PROBLEM -> Retyping each entry exactly is the whole task.

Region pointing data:
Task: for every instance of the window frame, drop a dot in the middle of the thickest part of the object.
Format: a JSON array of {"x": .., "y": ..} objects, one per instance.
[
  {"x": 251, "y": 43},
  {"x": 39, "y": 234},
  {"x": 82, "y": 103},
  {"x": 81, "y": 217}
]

SOLVED PROBLEM ->
Task: for every instance of the window frame, drop a dot in the middle of the thickest part of the object.
Format: a JSON array of {"x": .., "y": ..} objects, one per instance.
[
  {"x": 251, "y": 43},
  {"x": 39, "y": 234},
  {"x": 82, "y": 103},
  {"x": 81, "y": 217}
]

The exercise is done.